According to an aspect of the invention, there is provided a system for determining features. In an embodiment of the invention, the system may relate to determining facial features. The system comprises input means for receiving stereo image data comprising a set of corresponding first and second image frames indicative of a target. The first and second image frames may be stereo-rectified. The system comprises processing means for using a stored shape variation model to determine parameters associated with at least one image feature identified in the stereo image data. The system comprises output means for outputting the parameters associated with the at least one image feature.
The processing means may comprise one or more electronic processing devices which operable execute a set of instructions. The set of instructions may be stored in one or more memory devices accessible to the one or more processing devices. The set of instructions may implement one or both of the annotating means and the training means. The input means may comprise an electrical input for receiving the stereo image data.
In an embodiment of the invention, the input means may comprise a stereo camera. Optionally, the stereo camera is attachable to a headset. Advantageously, this allows for operation in combination with the VR/AR headset. The stereo image camera may output the stereo image data to the one or more processing devices.
In an embodiment of the invention, the stereo camera is an infra-red camera. Advantageously, this allows for operation in sub-optimal light conditions.
In an embodiment of the invention, the shape variation model is trained according to a training dataset. Optionally, the training dataset is constrained according to an epipolar constraint.
In an embodiment of the invention, the shape variation model is a Linear Point Distribution Model.
In an embodiment of the invention, identifying the at least one image feature in the stereo image data may comprise using a profile matching algorithm. Optionally, the profile matching algorithm may use an Active Shape Model. Optionally, the profile matching algorithm may comprise tracking local patches in a regression framework.
In an embodiment of the invention, the output means may comprise an output device.
The output device may be a graphical display.
According to an aspect of the invention, there is provided computer software which, when executed by a processor, configures the processor to perform any of the methods described above.
According to an aspect of the invention, there is provided a computer readable storage medium comprising the computer software as described above. The computer software may be tangibly stored on the computer readable medium. The computer readable medium may be non-transitory.
Within the scope of this application it is expressly intended that the various aspects, embodiments, examples, and alternatives set out in the preceding paragraphs, in the claims and/or in the following description and drawings, and in particular the individual features thereof, may be taken independently or in any combination. That is, all embodiments and/or features of any embodiment can be combined in any way and/or combination, unless such features are incompatible. The applicant reserves the right to change any originally filed claim or file any new claim accordingly, including the right to amend any originally filed claim to depend from and/or incorporate any feature of any other claim although not originally claimed in that manner.
Embodiments of the invention will now be described by way of example only, with reference to the accompanying figures, in which:
An embodiment of the invention provides a system 100 for facial modelling, as shown in
The input means 110 for receiving stereo image data may comprise an interface for receiving data from a stereo camera, two (or more) individual or ordinary cameras 111, 112 mounted in a fixed positional relationship, such as side-by-side (which may include a predetermined spacing between the cameras), or any suitable image capture means for providing stereo image data comprising a first and a second image frame of the target, such as at least a portion of a person's face. In some embodiments, the stereo image data may be received from a training dataset. In operation, image data comprising a large number of different targets, e.g. faces, may be used in order to improve a robustness of the determined shape variation model. In some embodiments, the input means 110 is arranged to receive a plurality of image frames in succession, i.e. a video stream. In some embodiments, the input means 110 may receive infra-red illuminated image data. Advantageously, using infra-red illumination allows for operation in sub-optimal light conditions.

Aim A ->
Please summarize the passage in two sentences.
Aim B ->
Reproduce everything in the passage from "In an embodiment of the invention, the stereo" down to "Point Distribution Model.", swapping "shape variation model" for "statistical shape model".

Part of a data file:
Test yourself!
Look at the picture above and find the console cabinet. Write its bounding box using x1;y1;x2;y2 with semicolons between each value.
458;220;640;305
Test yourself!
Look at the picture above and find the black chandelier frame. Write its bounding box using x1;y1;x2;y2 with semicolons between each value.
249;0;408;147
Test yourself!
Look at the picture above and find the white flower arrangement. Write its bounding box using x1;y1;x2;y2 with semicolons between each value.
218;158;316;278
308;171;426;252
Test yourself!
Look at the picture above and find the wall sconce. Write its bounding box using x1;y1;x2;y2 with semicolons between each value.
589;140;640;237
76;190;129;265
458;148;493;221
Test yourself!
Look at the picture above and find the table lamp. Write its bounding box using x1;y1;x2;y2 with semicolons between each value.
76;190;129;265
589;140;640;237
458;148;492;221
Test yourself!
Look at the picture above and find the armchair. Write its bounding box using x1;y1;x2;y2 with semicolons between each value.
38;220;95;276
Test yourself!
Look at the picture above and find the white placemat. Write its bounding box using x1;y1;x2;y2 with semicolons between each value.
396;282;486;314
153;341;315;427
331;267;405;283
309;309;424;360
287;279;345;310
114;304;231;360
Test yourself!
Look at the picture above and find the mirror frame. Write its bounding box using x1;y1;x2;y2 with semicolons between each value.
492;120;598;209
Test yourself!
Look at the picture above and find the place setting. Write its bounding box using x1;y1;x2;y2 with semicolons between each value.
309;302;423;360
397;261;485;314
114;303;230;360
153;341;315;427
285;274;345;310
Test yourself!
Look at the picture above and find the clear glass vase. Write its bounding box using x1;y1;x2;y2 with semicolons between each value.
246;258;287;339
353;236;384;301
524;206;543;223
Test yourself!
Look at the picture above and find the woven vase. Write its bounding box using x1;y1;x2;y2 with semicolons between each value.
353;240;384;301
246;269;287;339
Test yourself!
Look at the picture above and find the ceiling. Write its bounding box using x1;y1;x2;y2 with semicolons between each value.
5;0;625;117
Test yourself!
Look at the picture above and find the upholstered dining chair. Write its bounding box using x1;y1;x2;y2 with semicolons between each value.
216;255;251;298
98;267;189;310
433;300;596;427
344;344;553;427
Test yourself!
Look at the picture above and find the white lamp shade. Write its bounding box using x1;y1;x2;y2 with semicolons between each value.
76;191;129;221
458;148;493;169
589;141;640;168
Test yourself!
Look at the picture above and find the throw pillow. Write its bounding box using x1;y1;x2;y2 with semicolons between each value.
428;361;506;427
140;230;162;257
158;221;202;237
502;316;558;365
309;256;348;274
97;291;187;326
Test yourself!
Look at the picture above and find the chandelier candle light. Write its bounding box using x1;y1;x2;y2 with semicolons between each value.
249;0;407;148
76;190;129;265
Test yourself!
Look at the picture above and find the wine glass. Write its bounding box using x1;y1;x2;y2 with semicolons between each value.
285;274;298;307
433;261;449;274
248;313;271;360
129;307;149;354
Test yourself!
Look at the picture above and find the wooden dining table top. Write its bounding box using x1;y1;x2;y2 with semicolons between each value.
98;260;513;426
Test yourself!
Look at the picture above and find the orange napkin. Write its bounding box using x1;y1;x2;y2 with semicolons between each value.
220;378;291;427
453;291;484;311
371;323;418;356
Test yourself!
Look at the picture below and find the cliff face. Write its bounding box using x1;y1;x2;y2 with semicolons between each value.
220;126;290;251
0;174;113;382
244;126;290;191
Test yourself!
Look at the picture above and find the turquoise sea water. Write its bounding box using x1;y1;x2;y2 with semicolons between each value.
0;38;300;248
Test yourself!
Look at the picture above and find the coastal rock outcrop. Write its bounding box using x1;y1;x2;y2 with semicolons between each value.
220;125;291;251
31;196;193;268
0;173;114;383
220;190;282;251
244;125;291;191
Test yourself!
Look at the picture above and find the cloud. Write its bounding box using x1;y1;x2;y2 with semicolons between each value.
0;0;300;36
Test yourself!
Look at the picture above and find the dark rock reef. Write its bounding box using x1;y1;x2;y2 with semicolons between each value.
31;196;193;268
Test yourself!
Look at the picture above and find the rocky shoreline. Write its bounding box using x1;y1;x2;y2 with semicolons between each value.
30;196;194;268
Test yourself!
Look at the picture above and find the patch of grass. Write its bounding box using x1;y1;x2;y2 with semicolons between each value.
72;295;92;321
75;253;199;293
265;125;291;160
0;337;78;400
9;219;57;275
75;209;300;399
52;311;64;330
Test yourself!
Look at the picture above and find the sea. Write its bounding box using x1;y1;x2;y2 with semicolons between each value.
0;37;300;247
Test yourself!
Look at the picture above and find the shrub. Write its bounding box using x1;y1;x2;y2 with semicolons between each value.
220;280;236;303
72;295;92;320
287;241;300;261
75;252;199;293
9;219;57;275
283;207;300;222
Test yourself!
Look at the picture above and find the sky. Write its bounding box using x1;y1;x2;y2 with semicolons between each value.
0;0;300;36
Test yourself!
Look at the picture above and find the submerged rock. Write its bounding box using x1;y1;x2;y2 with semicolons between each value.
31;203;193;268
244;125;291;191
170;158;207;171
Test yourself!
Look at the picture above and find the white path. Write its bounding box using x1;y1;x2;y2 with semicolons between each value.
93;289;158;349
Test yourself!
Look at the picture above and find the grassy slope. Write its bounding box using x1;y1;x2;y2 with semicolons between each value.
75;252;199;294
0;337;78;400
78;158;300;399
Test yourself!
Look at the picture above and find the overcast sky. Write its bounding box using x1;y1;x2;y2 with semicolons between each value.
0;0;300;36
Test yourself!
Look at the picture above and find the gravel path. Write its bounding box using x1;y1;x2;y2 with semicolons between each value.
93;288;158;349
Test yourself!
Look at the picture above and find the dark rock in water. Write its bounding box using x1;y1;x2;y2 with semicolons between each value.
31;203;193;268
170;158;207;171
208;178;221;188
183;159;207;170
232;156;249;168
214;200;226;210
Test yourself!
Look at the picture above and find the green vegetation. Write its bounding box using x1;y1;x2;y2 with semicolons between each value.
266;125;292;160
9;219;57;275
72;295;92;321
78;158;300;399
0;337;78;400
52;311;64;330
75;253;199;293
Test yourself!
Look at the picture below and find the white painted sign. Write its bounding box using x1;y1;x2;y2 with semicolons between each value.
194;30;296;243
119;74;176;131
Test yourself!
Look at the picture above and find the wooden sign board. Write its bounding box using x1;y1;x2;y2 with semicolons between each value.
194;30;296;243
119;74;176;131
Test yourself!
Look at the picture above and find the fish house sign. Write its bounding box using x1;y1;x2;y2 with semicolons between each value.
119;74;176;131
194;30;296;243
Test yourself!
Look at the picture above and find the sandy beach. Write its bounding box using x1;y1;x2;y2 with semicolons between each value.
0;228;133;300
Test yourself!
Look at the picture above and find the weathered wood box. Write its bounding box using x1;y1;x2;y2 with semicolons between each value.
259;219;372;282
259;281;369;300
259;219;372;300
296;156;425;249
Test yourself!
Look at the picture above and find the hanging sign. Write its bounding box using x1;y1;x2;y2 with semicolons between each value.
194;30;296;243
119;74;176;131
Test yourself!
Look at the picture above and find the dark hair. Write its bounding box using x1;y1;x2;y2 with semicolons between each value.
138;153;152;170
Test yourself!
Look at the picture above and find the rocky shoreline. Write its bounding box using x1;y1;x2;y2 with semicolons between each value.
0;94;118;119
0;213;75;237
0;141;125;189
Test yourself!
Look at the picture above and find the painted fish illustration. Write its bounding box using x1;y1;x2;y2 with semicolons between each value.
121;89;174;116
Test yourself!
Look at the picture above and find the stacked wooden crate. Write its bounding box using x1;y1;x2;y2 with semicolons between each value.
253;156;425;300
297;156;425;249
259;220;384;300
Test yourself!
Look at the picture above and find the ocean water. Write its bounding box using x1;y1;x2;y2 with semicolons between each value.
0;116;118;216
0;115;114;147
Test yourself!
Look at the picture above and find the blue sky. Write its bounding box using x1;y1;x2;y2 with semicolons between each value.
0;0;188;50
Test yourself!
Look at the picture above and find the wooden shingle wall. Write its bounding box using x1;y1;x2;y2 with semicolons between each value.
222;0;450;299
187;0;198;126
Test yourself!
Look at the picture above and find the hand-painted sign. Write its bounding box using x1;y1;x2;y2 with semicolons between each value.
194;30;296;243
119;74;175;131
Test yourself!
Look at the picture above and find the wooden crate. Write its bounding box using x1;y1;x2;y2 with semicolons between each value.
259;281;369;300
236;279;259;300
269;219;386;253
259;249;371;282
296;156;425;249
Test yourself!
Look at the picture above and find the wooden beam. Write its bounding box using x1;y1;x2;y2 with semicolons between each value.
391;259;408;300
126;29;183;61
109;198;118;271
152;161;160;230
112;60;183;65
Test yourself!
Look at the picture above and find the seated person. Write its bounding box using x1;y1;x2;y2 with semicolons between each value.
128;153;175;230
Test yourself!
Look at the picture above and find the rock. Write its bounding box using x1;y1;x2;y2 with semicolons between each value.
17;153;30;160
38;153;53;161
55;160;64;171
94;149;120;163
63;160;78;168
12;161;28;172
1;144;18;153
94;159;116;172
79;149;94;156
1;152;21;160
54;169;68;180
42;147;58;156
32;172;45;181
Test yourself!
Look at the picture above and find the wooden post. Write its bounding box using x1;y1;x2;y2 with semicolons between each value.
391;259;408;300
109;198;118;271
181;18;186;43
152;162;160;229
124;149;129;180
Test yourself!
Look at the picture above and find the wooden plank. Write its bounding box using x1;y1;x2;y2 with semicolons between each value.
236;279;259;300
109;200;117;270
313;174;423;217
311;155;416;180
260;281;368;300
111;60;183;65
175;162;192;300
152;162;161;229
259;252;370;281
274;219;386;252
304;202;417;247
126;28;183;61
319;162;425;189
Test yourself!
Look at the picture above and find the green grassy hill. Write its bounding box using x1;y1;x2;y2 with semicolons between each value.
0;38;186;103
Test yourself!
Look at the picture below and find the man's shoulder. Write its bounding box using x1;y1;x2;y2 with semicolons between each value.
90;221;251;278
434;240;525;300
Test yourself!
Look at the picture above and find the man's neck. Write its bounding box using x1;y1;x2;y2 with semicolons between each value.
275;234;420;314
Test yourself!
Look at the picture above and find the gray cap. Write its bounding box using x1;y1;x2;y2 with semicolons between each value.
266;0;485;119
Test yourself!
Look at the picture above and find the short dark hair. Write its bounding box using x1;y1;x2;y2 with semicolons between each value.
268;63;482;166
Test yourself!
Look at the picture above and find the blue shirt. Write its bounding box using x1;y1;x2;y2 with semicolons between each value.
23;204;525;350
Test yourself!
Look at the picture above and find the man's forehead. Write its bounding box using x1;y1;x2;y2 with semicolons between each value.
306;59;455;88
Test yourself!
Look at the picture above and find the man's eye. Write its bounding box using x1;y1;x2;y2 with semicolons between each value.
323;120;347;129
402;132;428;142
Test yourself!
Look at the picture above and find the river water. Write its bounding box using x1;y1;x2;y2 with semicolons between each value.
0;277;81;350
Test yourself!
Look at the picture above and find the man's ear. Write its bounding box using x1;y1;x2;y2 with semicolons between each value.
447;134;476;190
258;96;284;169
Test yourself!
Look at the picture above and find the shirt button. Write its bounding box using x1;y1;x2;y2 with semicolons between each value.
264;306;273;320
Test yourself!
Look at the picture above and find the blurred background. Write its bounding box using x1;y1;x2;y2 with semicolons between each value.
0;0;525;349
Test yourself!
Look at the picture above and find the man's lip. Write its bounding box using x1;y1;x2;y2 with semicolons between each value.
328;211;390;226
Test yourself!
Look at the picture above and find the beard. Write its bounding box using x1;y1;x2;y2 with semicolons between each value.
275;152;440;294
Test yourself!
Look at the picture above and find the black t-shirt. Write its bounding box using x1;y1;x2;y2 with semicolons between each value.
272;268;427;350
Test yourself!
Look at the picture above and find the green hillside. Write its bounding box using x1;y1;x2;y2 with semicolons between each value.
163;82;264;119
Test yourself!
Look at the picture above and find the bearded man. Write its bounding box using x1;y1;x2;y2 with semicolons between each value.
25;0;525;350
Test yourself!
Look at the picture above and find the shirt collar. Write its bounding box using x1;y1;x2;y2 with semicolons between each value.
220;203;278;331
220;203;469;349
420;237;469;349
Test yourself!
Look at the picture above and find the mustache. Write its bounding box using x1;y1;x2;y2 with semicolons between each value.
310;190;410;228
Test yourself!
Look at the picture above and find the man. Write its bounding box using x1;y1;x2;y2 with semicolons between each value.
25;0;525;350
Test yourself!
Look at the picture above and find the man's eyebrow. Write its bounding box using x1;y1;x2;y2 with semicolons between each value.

Exercise output A ->
The passage describes a system for determining features, such as facial features, that receives stereo image data of a target, uses a stored shape variation model to determine parameters associated with at least one image feature, and outputs those parameters. The input means may comprise a stereo camera, which may be an infra-red camera and attachable to a headset, and the shape variation model may be a Linear Point Distribution Model trained according to a training dataset.

Exercise output B ->
In an embodiment of the invention, the stereo camera is an infra-red camera. Advantageously, this allows for operation in sub-optimal light conditions.
In an embodiment of the invention, the statistical shape model is trained according to a training dataset. Optionally, the training dataset is constrained according to an epipolar constraint.
In an embodiment of the invention, the statistical shape model is a Linear Point Distribution Model.